__Exercise__. Copy every line of the listing below verbatim, but omit the pictures.

:::::

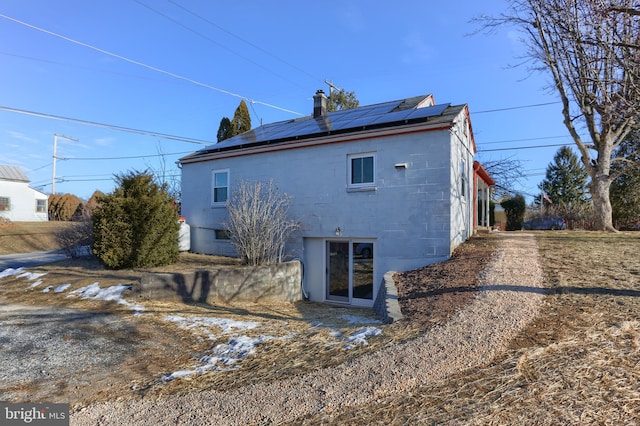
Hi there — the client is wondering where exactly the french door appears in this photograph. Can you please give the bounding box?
[325,240,374,306]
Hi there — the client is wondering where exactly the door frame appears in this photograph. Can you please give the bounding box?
[323,238,376,308]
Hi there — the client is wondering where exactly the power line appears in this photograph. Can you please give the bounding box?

:::::

__Completed exercise__.
Hi there — the client is wondering where exactly the french door appears in this photograph. Can you please give the bounding box?
[325,240,374,306]
Hi there — the client is wondering where exactly the door frame appears in this photograph. Can you please give the bounding box?
[323,238,376,308]
Hi there — the client is wondering where exactly the power line appears in this photograph. Can you please give the bounding box?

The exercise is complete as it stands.